[Location identification entries]

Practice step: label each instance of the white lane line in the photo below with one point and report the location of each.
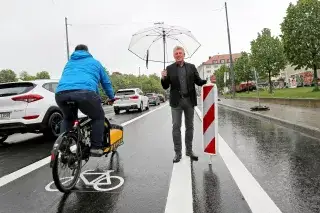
(25, 170)
(258, 200)
(180, 190)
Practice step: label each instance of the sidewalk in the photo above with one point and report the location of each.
(302, 119)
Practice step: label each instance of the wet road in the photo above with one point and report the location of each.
(284, 162)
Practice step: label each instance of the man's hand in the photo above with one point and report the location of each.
(164, 74)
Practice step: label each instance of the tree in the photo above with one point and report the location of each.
(243, 69)
(267, 55)
(24, 75)
(43, 75)
(7, 75)
(301, 36)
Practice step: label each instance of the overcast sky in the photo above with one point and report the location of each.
(32, 34)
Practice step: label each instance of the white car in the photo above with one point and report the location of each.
(127, 99)
(29, 107)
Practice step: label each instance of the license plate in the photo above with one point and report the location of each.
(4, 115)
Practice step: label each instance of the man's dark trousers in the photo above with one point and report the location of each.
(185, 106)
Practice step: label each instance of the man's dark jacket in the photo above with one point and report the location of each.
(172, 81)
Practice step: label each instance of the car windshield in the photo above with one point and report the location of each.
(125, 92)
(15, 88)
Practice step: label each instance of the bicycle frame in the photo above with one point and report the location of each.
(77, 126)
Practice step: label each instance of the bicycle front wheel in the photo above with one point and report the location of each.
(69, 157)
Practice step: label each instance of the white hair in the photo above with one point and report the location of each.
(178, 48)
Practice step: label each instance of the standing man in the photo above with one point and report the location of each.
(181, 77)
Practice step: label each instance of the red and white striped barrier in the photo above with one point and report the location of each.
(209, 95)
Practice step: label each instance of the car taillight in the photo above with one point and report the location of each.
(134, 97)
(28, 98)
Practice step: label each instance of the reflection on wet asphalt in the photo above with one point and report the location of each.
(25, 149)
(285, 163)
(214, 189)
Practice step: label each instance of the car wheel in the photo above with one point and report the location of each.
(54, 125)
(3, 138)
(141, 107)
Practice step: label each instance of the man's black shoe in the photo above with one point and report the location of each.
(192, 156)
(177, 158)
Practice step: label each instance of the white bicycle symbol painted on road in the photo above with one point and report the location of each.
(104, 179)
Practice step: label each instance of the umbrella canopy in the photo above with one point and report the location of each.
(156, 43)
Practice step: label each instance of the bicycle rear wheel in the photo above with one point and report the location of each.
(70, 159)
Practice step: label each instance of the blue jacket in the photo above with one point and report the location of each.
(84, 72)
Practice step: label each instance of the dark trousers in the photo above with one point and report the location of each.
(89, 103)
(185, 106)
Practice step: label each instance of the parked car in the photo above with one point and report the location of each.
(162, 98)
(127, 99)
(29, 107)
(153, 98)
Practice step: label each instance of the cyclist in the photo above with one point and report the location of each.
(79, 83)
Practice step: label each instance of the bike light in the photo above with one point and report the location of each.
(28, 98)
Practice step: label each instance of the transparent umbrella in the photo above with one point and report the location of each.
(148, 43)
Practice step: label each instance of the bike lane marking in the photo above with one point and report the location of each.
(257, 199)
(95, 183)
(24, 171)
(180, 190)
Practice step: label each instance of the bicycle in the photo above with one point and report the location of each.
(104, 179)
(73, 146)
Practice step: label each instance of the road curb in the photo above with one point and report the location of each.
(309, 130)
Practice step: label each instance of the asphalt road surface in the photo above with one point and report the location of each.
(261, 167)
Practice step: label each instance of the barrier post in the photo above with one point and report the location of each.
(209, 96)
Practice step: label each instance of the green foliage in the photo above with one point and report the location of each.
(7, 75)
(43, 75)
(301, 35)
(267, 55)
(243, 68)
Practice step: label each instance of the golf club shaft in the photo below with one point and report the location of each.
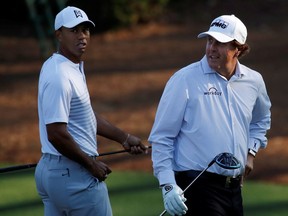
(210, 164)
(27, 166)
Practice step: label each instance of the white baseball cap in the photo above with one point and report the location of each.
(226, 28)
(70, 16)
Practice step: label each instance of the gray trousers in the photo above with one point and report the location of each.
(68, 189)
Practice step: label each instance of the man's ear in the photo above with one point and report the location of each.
(58, 35)
(237, 53)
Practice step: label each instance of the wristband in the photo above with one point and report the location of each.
(125, 142)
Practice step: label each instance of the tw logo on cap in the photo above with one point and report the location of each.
(220, 23)
(78, 13)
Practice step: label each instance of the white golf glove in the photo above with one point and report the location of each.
(174, 199)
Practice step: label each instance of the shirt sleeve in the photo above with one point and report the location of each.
(261, 119)
(168, 121)
(56, 99)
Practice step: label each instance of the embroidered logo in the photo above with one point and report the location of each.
(78, 13)
(213, 91)
(220, 23)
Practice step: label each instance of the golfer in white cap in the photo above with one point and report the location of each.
(68, 177)
(209, 107)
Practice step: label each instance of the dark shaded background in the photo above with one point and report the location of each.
(128, 67)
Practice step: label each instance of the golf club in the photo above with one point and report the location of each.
(27, 166)
(225, 160)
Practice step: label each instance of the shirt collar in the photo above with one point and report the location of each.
(206, 69)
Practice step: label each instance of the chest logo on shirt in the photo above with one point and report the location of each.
(213, 91)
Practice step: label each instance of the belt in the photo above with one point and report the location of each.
(213, 178)
(59, 157)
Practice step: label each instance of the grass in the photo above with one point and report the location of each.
(133, 193)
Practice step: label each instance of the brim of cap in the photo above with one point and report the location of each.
(217, 35)
(75, 23)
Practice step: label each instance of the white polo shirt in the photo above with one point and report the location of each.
(63, 97)
(202, 114)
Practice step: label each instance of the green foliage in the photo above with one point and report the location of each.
(133, 193)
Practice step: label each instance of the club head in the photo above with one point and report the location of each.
(227, 161)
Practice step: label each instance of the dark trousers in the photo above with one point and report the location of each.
(211, 194)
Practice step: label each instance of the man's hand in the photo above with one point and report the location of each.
(100, 170)
(174, 199)
(134, 145)
(249, 165)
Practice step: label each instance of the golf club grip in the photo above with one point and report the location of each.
(27, 166)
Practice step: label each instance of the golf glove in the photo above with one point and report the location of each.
(174, 199)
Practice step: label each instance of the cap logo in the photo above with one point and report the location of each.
(220, 23)
(78, 13)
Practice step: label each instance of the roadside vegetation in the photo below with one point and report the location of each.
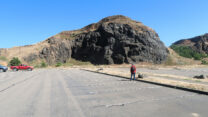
(73, 62)
(2, 58)
(187, 52)
(15, 61)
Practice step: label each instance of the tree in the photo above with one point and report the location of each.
(15, 61)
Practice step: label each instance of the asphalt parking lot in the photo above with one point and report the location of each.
(77, 93)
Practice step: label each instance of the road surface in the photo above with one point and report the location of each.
(77, 93)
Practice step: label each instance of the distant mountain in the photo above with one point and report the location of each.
(113, 40)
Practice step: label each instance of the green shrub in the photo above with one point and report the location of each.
(58, 64)
(43, 64)
(188, 52)
(204, 62)
(3, 58)
(15, 61)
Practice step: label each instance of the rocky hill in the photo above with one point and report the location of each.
(113, 40)
(198, 43)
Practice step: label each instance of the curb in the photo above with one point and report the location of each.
(155, 83)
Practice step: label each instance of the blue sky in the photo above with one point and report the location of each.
(24, 22)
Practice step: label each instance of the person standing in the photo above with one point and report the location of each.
(133, 71)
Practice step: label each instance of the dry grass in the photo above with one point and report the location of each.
(156, 78)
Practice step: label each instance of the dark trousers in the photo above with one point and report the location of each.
(132, 75)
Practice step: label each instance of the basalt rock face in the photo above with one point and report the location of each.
(115, 43)
(198, 43)
(113, 40)
(58, 51)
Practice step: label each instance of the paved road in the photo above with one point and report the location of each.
(76, 93)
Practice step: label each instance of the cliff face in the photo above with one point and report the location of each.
(198, 43)
(113, 40)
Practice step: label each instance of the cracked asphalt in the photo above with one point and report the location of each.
(77, 93)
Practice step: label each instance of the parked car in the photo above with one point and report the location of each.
(3, 68)
(21, 67)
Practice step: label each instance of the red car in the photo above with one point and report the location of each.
(21, 67)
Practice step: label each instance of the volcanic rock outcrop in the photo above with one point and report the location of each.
(113, 40)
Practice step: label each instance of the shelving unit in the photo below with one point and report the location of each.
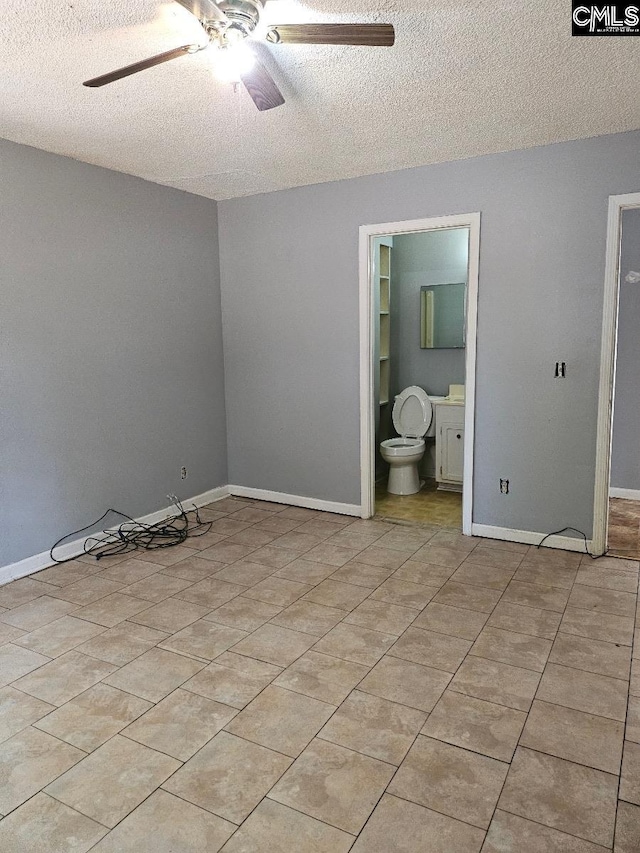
(384, 283)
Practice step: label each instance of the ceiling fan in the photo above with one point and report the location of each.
(230, 23)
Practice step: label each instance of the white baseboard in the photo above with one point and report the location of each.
(528, 537)
(627, 494)
(295, 500)
(75, 548)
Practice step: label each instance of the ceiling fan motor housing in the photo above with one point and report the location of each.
(243, 14)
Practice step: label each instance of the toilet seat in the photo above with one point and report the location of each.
(412, 412)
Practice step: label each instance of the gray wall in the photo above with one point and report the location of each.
(625, 454)
(111, 347)
(435, 257)
(289, 263)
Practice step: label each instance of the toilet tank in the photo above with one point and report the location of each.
(432, 426)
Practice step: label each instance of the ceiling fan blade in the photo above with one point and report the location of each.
(140, 66)
(204, 10)
(372, 35)
(262, 88)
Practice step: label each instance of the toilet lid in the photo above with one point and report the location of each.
(412, 412)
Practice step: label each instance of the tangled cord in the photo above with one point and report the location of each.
(132, 535)
(573, 530)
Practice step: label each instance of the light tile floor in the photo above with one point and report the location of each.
(624, 528)
(307, 683)
(429, 506)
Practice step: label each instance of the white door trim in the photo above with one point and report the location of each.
(367, 421)
(617, 203)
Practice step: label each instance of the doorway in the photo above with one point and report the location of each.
(617, 493)
(418, 316)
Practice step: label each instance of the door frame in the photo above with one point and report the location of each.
(367, 340)
(617, 204)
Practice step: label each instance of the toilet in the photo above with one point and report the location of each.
(413, 420)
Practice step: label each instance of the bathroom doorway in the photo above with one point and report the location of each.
(617, 515)
(418, 299)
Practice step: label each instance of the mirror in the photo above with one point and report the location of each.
(442, 316)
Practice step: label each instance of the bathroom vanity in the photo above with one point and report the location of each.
(449, 416)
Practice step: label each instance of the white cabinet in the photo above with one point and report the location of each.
(449, 445)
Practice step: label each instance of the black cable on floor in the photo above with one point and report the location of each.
(573, 530)
(132, 535)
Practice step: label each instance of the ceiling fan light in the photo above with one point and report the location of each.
(232, 62)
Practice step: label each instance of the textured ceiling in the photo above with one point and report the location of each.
(466, 77)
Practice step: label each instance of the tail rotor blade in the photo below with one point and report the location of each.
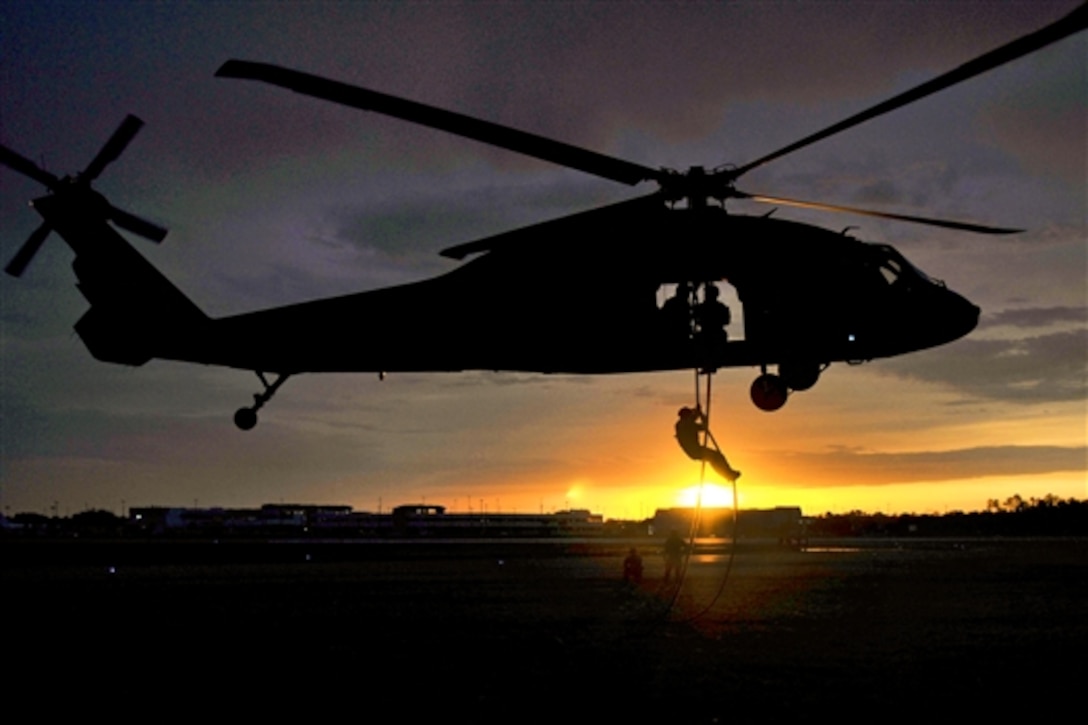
(113, 147)
(137, 225)
(27, 168)
(26, 253)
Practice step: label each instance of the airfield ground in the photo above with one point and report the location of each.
(504, 631)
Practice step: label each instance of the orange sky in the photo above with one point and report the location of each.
(273, 199)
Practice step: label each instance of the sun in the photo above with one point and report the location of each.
(713, 495)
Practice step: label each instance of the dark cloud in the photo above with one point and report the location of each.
(1041, 369)
(1036, 317)
(861, 468)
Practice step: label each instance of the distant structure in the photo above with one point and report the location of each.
(406, 521)
(782, 524)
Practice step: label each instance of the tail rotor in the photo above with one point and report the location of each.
(73, 192)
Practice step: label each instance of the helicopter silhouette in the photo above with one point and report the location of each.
(577, 294)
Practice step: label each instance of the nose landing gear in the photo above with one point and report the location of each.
(246, 418)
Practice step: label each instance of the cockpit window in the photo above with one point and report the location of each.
(894, 268)
(890, 270)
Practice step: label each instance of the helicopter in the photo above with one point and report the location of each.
(575, 295)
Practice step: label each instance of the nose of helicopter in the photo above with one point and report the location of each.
(957, 317)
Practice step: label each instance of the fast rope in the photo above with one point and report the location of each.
(696, 514)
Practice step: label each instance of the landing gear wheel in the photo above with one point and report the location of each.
(768, 392)
(245, 418)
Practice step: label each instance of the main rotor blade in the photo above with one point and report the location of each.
(486, 132)
(113, 147)
(137, 225)
(27, 168)
(554, 232)
(964, 226)
(26, 253)
(1075, 22)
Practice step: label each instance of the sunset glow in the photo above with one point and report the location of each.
(274, 199)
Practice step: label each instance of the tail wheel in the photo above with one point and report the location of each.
(768, 392)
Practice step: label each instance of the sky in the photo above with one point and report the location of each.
(273, 198)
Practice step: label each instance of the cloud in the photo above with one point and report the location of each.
(1039, 369)
(860, 468)
(1036, 317)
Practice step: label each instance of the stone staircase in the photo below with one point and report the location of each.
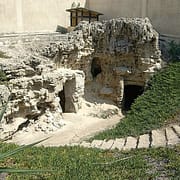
(156, 138)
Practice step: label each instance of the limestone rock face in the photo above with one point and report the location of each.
(46, 80)
(124, 49)
(37, 100)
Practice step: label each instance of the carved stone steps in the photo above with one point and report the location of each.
(156, 138)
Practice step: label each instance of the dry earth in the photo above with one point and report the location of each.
(95, 116)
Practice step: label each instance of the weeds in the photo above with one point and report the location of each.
(159, 104)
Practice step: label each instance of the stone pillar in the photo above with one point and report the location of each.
(120, 91)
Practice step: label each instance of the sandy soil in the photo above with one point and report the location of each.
(94, 117)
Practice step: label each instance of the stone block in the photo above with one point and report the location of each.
(107, 144)
(131, 143)
(118, 144)
(85, 144)
(158, 138)
(144, 141)
(96, 143)
(172, 137)
(177, 129)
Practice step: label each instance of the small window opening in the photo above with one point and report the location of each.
(61, 95)
(95, 67)
(131, 92)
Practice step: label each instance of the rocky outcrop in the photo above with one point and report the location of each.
(37, 101)
(114, 53)
(45, 81)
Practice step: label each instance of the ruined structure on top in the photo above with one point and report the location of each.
(118, 56)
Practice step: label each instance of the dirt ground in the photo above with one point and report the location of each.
(95, 116)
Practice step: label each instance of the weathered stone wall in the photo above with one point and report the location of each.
(38, 92)
(124, 51)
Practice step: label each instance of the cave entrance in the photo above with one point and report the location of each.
(62, 102)
(131, 92)
(95, 67)
(66, 97)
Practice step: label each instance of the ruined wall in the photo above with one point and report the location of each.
(114, 53)
(37, 92)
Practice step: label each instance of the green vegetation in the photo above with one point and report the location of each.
(81, 163)
(159, 104)
(3, 77)
(9, 153)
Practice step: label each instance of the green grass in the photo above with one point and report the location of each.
(159, 104)
(80, 163)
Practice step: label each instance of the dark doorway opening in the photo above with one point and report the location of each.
(95, 67)
(61, 95)
(131, 92)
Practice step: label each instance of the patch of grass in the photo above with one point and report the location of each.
(3, 55)
(81, 163)
(3, 77)
(159, 104)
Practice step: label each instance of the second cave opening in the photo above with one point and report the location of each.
(131, 92)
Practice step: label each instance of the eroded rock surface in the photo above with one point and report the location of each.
(47, 80)
(113, 53)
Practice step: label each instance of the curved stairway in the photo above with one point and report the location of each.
(156, 138)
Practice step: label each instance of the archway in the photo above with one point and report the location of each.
(66, 97)
(131, 92)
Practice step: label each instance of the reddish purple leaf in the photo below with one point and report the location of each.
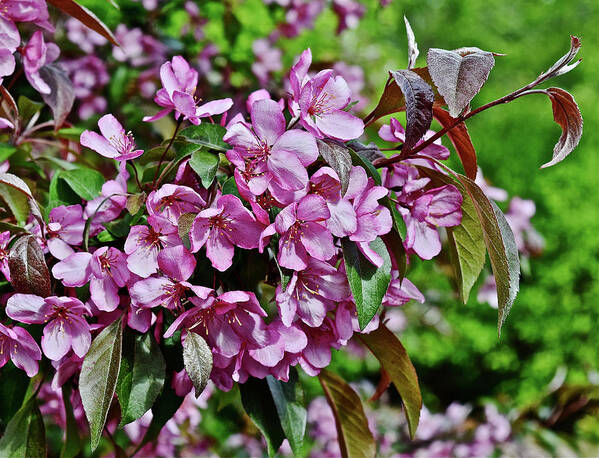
(419, 97)
(460, 138)
(28, 270)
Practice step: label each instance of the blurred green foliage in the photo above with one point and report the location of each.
(552, 322)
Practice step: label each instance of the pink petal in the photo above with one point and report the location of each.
(268, 120)
(300, 143)
(340, 125)
(98, 143)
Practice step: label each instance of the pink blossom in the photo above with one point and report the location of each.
(4, 251)
(268, 155)
(18, 345)
(65, 329)
(222, 227)
(145, 242)
(177, 264)
(171, 201)
(373, 219)
(302, 232)
(114, 142)
(65, 229)
(36, 54)
(436, 207)
(311, 293)
(321, 101)
(179, 83)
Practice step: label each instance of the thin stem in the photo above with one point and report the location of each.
(170, 143)
(407, 154)
(136, 176)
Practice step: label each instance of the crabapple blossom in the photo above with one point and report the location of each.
(266, 154)
(18, 345)
(223, 226)
(36, 54)
(320, 102)
(303, 233)
(65, 328)
(179, 83)
(114, 142)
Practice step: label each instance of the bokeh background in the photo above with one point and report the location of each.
(550, 339)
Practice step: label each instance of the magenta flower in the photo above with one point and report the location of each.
(171, 201)
(114, 142)
(321, 101)
(145, 242)
(65, 329)
(177, 264)
(36, 54)
(372, 218)
(222, 227)
(436, 207)
(179, 83)
(268, 153)
(19, 346)
(227, 322)
(105, 270)
(303, 233)
(4, 251)
(325, 183)
(311, 293)
(109, 273)
(65, 228)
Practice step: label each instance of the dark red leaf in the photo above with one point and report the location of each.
(84, 15)
(460, 138)
(28, 270)
(419, 97)
(567, 114)
(459, 77)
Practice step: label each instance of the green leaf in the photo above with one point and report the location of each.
(395, 360)
(162, 411)
(72, 444)
(13, 386)
(197, 358)
(260, 407)
(467, 248)
(230, 187)
(27, 108)
(16, 194)
(209, 135)
(141, 376)
(354, 435)
(501, 246)
(85, 16)
(6, 151)
(367, 282)
(25, 434)
(87, 183)
(205, 164)
(289, 402)
(99, 375)
(467, 241)
(28, 270)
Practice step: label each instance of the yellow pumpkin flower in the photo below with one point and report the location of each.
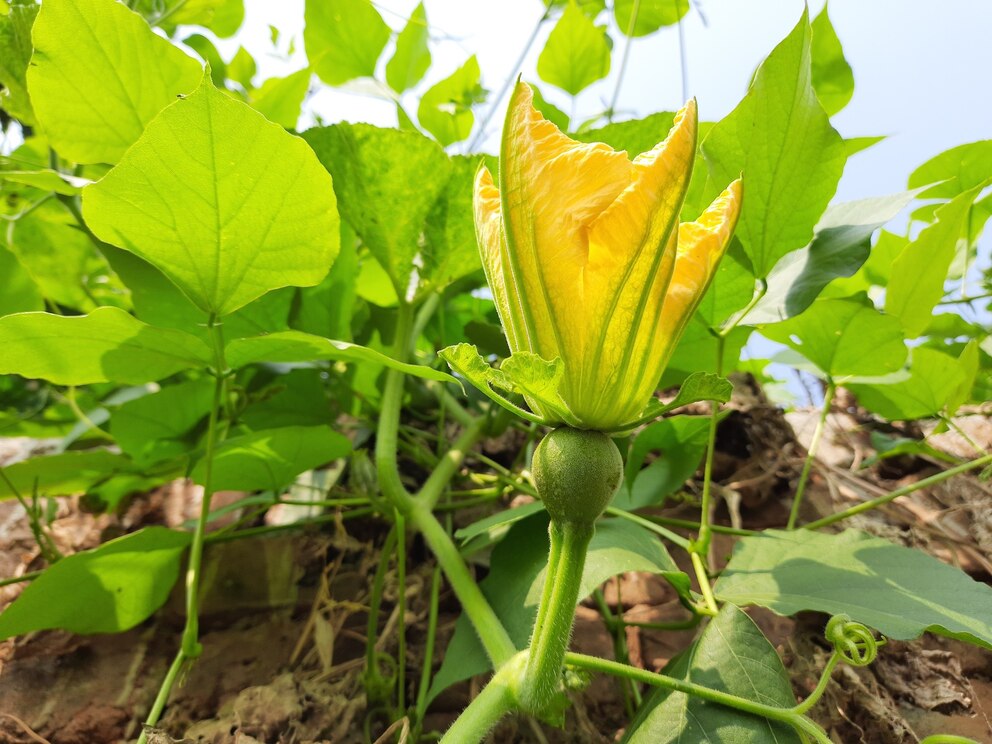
(587, 261)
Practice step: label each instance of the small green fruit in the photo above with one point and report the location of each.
(576, 472)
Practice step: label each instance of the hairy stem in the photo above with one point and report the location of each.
(821, 424)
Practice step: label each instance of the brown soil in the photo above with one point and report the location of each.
(284, 619)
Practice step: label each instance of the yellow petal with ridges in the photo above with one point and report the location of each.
(701, 246)
(489, 234)
(552, 188)
(631, 256)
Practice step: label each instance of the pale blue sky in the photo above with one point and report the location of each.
(921, 68)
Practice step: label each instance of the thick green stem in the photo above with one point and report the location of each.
(492, 634)
(190, 647)
(387, 439)
(882, 500)
(789, 716)
(495, 701)
(821, 424)
(553, 628)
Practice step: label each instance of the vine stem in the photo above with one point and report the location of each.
(417, 511)
(623, 60)
(882, 500)
(569, 542)
(190, 647)
(821, 424)
(791, 716)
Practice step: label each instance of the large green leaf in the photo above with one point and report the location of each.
(59, 257)
(920, 270)
(833, 79)
(159, 302)
(513, 585)
(223, 17)
(382, 188)
(651, 15)
(954, 171)
(732, 655)
(92, 112)
(105, 590)
(20, 292)
(15, 52)
(934, 381)
(64, 474)
(344, 39)
(844, 337)
(271, 459)
(280, 99)
(450, 250)
(779, 136)
(445, 110)
(680, 442)
(576, 54)
(223, 202)
(108, 345)
(154, 427)
(289, 347)
(411, 59)
(840, 246)
(899, 591)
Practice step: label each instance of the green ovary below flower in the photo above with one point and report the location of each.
(587, 261)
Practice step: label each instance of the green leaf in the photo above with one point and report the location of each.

*WORK TO BE COMPLETED*
Reproduce precisely the span of lines that begins at the line containing "Practice step: label each instance of the pale" and ends with the last line of the listing.

*IN RESPONSE*
Practice step: label each instance of the pale blue sky in the photo above with one point and report the location of each.
(921, 68)
Practice step: label each instance of the thick green stem in the photo above with one point and report the location of each.
(492, 634)
(190, 647)
(387, 439)
(882, 500)
(789, 716)
(495, 701)
(821, 424)
(553, 628)
Practice step: label each instance of the vine stem in the photo above with one point and report the location of each.
(417, 511)
(623, 60)
(882, 500)
(569, 542)
(190, 647)
(821, 424)
(791, 716)
Practice step: label each instance of the large green leaf in the photo above with one point and report the location of each.
(59, 257)
(920, 270)
(833, 79)
(159, 302)
(513, 585)
(223, 17)
(382, 188)
(651, 15)
(954, 171)
(732, 655)
(92, 112)
(105, 590)
(20, 292)
(15, 52)
(934, 381)
(64, 474)
(344, 39)
(844, 337)
(271, 459)
(280, 99)
(450, 250)
(779, 136)
(445, 110)
(680, 442)
(576, 54)
(223, 202)
(108, 345)
(154, 427)
(289, 347)
(411, 59)
(840, 246)
(899, 591)
Practice step: label each instance of the green ovary below flower in the photo above with one point and report the location of each.
(587, 261)
Practice step: label each instance of the green leaf in the photo above with one point and report the location of each.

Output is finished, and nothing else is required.